» **Your task**
Give all of the data again exactly as written, omitting every image.
+++ Dataset records
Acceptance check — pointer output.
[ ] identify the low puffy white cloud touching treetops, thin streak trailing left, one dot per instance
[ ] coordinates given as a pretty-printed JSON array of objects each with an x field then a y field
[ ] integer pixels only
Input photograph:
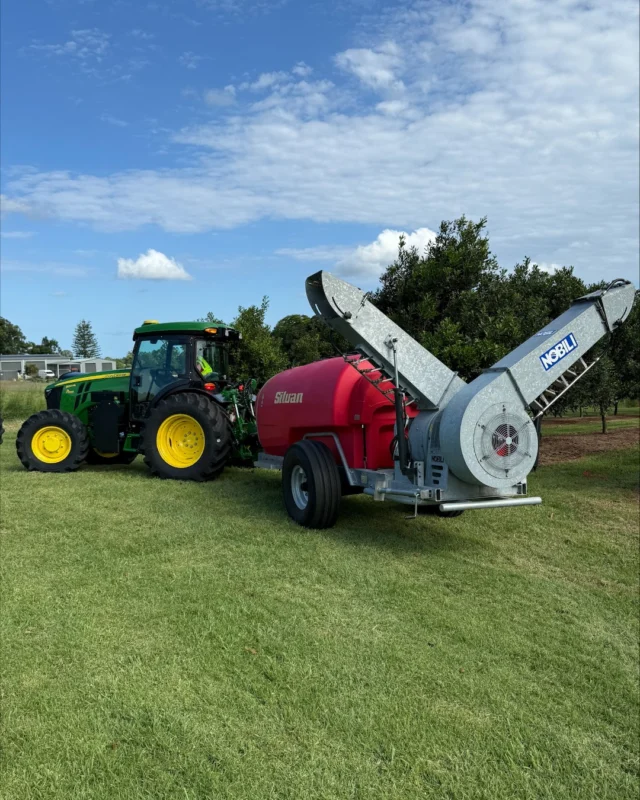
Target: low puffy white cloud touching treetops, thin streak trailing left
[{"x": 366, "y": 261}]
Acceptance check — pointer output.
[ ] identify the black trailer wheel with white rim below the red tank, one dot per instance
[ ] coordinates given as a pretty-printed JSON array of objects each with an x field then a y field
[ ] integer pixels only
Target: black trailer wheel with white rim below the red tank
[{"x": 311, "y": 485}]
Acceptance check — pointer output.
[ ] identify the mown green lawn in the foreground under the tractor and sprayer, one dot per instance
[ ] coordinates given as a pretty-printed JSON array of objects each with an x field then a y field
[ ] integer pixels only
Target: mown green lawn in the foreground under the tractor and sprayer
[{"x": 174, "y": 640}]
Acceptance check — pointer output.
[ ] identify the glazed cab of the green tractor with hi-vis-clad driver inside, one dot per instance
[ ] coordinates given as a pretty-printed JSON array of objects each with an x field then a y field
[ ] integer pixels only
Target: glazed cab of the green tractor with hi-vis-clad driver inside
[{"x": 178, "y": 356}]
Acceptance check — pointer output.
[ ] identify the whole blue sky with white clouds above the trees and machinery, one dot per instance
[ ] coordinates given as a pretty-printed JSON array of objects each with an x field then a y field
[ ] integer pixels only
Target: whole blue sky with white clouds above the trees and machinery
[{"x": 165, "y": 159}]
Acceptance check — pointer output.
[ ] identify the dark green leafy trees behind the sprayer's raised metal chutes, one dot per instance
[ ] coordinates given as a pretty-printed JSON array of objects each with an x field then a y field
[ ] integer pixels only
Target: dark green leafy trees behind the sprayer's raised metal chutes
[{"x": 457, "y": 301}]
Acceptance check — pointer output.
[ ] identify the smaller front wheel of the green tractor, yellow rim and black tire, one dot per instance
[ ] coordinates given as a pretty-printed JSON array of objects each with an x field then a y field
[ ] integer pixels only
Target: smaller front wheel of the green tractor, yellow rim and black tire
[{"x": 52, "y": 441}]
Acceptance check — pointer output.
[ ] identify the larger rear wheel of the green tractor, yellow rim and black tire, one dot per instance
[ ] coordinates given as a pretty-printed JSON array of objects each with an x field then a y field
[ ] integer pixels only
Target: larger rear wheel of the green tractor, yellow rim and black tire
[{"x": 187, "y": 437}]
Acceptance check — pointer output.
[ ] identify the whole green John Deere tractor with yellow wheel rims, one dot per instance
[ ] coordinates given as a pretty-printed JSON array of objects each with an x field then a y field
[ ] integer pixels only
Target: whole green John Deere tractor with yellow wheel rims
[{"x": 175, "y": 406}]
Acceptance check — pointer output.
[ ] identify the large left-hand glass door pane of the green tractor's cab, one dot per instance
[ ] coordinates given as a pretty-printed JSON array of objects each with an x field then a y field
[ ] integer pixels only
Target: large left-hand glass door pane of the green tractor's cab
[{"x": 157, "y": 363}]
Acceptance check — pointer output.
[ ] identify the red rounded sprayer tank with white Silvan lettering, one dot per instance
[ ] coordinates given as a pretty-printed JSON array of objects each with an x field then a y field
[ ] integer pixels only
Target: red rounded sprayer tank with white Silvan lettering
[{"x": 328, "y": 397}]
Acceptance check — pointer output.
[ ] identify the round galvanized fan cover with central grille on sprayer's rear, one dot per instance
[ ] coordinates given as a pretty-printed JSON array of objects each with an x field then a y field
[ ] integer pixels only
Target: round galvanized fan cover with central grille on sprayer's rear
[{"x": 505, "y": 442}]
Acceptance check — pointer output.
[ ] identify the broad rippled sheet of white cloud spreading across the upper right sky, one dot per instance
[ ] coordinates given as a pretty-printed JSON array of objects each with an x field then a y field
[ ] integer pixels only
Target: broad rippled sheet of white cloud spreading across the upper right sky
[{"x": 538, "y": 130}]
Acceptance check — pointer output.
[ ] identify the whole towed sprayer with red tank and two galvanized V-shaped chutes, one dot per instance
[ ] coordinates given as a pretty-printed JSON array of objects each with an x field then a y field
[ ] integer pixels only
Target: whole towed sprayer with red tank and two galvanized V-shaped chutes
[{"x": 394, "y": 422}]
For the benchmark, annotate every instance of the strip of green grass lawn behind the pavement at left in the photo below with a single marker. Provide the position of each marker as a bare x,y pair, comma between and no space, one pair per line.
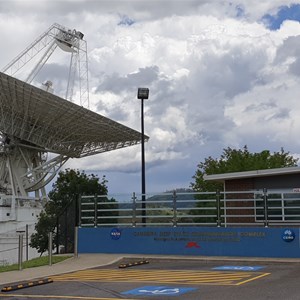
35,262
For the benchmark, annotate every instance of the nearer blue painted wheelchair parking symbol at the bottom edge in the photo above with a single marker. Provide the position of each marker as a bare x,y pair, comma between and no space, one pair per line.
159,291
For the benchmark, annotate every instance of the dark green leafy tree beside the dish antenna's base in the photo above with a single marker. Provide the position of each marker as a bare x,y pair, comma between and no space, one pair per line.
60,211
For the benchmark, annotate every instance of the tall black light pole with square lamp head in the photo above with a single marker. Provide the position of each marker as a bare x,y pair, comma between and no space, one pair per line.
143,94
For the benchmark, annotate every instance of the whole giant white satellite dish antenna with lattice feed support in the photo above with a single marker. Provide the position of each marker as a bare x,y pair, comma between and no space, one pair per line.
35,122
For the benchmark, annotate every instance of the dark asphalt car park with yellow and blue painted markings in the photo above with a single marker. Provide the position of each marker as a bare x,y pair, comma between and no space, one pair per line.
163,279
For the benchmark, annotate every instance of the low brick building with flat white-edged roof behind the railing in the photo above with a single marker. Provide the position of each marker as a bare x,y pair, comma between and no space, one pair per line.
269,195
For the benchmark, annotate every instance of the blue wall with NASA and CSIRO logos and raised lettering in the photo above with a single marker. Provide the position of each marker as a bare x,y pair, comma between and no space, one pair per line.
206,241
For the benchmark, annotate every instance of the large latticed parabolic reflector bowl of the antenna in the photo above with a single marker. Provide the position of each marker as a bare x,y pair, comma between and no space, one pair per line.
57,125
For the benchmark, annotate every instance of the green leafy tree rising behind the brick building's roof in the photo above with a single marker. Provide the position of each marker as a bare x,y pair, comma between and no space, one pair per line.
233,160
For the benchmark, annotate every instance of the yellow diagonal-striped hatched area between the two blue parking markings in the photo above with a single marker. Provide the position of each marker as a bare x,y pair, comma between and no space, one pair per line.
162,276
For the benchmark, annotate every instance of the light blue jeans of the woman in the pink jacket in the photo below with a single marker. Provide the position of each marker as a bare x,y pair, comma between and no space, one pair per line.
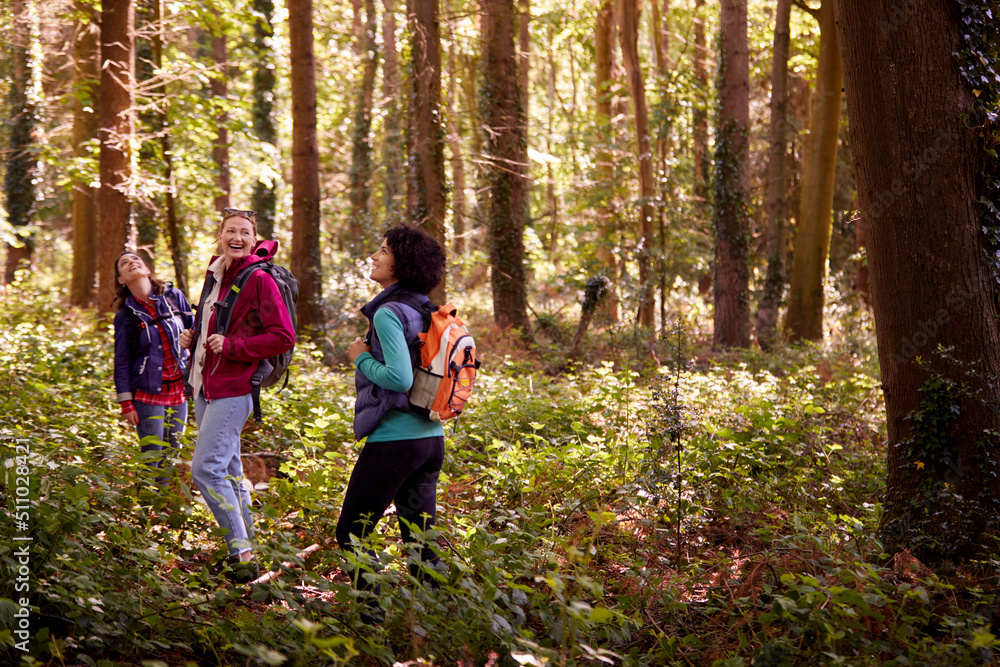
++++++
» **Answer to the problem**
Acceptance check — pointer output.
[ ] identify the low puffy white cloud touching treetops, thin streak trailing left, one dot per instance
[ ] coordinates given as a pretty-printed JSON array of objects each with an x field then a y field
[ ] integer pixels only
Input photograph:
Target: low puffy white cloud touching treetops, thin streak trailing left
[{"x": 366, "y": 261}]
Acceptance check — pointer output.
[ ] identify the black trailer wheel with white rim below the red tank, one dot per instance
[ ] coordinates given as a pretty-printed JSON array of objects each with an x field then a y field
[ ] integer pixels only
Target: black trailer wheel with white rim below the red tank
[{"x": 311, "y": 485}]
Acceptance check — pointer output.
[ ] identify the mown green lawn in the foreground under the tractor and sprayer, one dot per instance
[ ] coordinates given as a pretty-printed JSON array of objects each with an x field then a y field
[ ] integer pixels only
Target: mown green lawn in the foreground under the tractor and sprayer
[{"x": 174, "y": 640}]
Acceptance check — pointer output.
[ ] identify the glazed cab of the green tractor with hi-vis-clad driver inside, one dot per instance
[ ] coordinates given as a pretty-printed JSON array of objects each with an x field then a y field
[ ] integer pixels only
Target: glazed cab of the green tractor with hi-vis-clad driver inside
[{"x": 178, "y": 356}]
Acceptance check — pointer output.
[ ] identify the whole blue sky with white clouds above the trees and machinery, one dot per instance
[ ] coordinates given as a pretty-printed JSON array of objects each with an x field then a y field
[ ] integer pixels only
Target: whole blue sky with white clouds above the trees and machinery
[{"x": 165, "y": 159}]
Acceptance check — pointer output.
[ ] identify the dark green leafy trees behind the sprayer's raised metal chutes, one dot per instance
[ ] coordinates given as a pretty-printed JSON array of objects each with an x field then a y field
[ ] integer pixels only
Target: dark green leafy trees behind the sprayer's raised metal chutes
[{"x": 457, "y": 301}]
Acceptance check — pointer output.
[ ] identify the smaller front wheel of the green tractor, yellow rim and black tire, one dot per instance
[ ] coordinates given as a pretty-printed JSON array of objects each with an x field then a y field
[ ] integer pixels only
Target: smaller front wheel of the green tractor, yellow rim and black tire
[{"x": 52, "y": 441}]
Acceptance check — pointer output.
[ ] identify the larger rear wheel of the green tractor, yellow rim and black tire, one dot per instance
[ ] coordinates given as a pretty-printed JSON array of objects each with an x field then a y field
[ ] integer pixels only
Target: larger rear wheel of the green tractor, yellow rim and black tire
[{"x": 187, "y": 437}]
Acceptance check — pointer output.
[ ] identify the whole green John Deere tractor with yellow wheel rims, one dot per instance
[ ] coordinates given as a pretty-printed JSON array of objects each with an x field then a y field
[ ] integer pixels only
Target: whole green John Deere tractor with yellow wheel rims
[{"x": 175, "y": 406}]
Acceptance check — pointer output.
[ ] identify the large left-hand glass door pane of the green tractor's cab, one dot per instance
[ ] coordinates given as a pretty-printed JSON array of objects each with an x field then a y field
[ ] integer pixels only
Target: large left-hand glass door pane of the green tractor's cab
[{"x": 157, "y": 363}]
Acceptance check — pointer output.
[ ] identify the red rounded sprayer tank with white Silvan lettering, one dot per instance
[ ] coordinates given as a pretty-printed JSON array of objects each with an x field then a y field
[ ] integer pixels only
Target: red rounded sprayer tank with white Silvan lettering
[{"x": 328, "y": 397}]
Acceptance check — pointer output.
[ ] identify the round galvanized fan cover with central grille on sprayer's rear, one dot per instance
[ ] coordinates given as a pretty-printed JSON array of objects each with an x field then a y field
[ ] integer pixels only
Target: round galvanized fan cover with central grille on sprayer's rear
[{"x": 505, "y": 442}]
Acceptance check — pointer output.
[ ] identify the broad rippled sheet of white cloud spreading across the upper right sky, one dot per instance
[ ] coordinates given as a pretty-printed JSON array of objects each with an x field then a y field
[ ] integer pixels only
Target: broad rippled sheet of white cloud spreading across the upper right sky
[{"x": 538, "y": 130}]
Acceptance check — pointer output.
[ ] identify the whole towed sprayer with red tank and two galvanized V-shaped chutes, one dot per instance
[ ] coordinates given as a pretty-printed JSON array of objects each with an x field then a y field
[ ] integer pixels only
Target: whole towed sprayer with red tank and two galvanized V-shaped chutes
[{"x": 394, "y": 422}]
For the benchmark, annotate every instance of the strip of green grass lawn behind the pavement at left in the photo below with a single marker. Provide the position of each marker as a bare x,y pair, comma between and no space, one pair per line.
35,262
For the benchmark, annotate every instance of the nearer blue painted wheelchair parking symbol at the bottom edge in the photo above with a single marker. Provide the position of each marker as a bare x,y pair, comma between and no space, one pair per line.
159,291
For the benchmark, annotate every instance of the dark green leafy tree beside the dish antenna's base in the photo above with a single marker. Provide the position of each marker as a bare x,y pair, comma between and no space, one pair per line.
60,211
For the benchmark, annotate every instance of the tall black light pole with square lamp head in the photo above with a single marker. Provide the position of each marker as a bare x,y pair, comma between and no space, one pair per line.
143,94
For the benchmark, annotate every instance of the whole giant white satellite dish antenna with lattice feed support in the photo above with a single marker. Provide the position of each marker as a bare x,y pair, comma between and no space, one pair per line.
35,122
For the benchmark, annotate every instance of the dark asphalt car park with yellow and blue painted markings in the photo above with a single marker. Provide the position of each marker as a bare x,y pair, comma between and no space, one pair per line.
163,279
For the benchmark, annotate every instance of the low brick building with flat white-edged roof behind the railing in the photo above with a single marker. Provide the position of each marker as a bare x,y pair, comma between and no space, one pair per line.
269,195
For the benchmark, annotate every instance of the blue wall with NASA and CSIRO logos and raised lettering in the photo above with a single marker. Provide the position of each marker as a bare x,y pair, comma between and no space, one pair per line.
206,241
For the benchmark, annotate every instance of the large latticed parabolic reflector bowl of the antenna in the photo above with a single marker. Provide the position of each marker as a bare x,y pair, comma between and no space, one pair per line.
57,125
For the benchmark, annotate every instance of the green leafy tree rising behind the brick building's roof in the photo above with a single marker. Provide the position of each marker as a bare x,y pair, comma between and no space, one pair per line.
233,160
For the benchmark, annotate every instance of the yellow diagonal-striped hatched area between the two blue parking markings in the photo above with a single marker. Provide the position of each marker as a bare x,y pair, comma between and no space, one pair per line.
162,276
For the benchmark, annotate every instance of the light blue jeans of the woman in the pink jacket in the photo below with a single marker. Provide the position of each marker as a bare x,y pair, comma between and no space, one pair per line.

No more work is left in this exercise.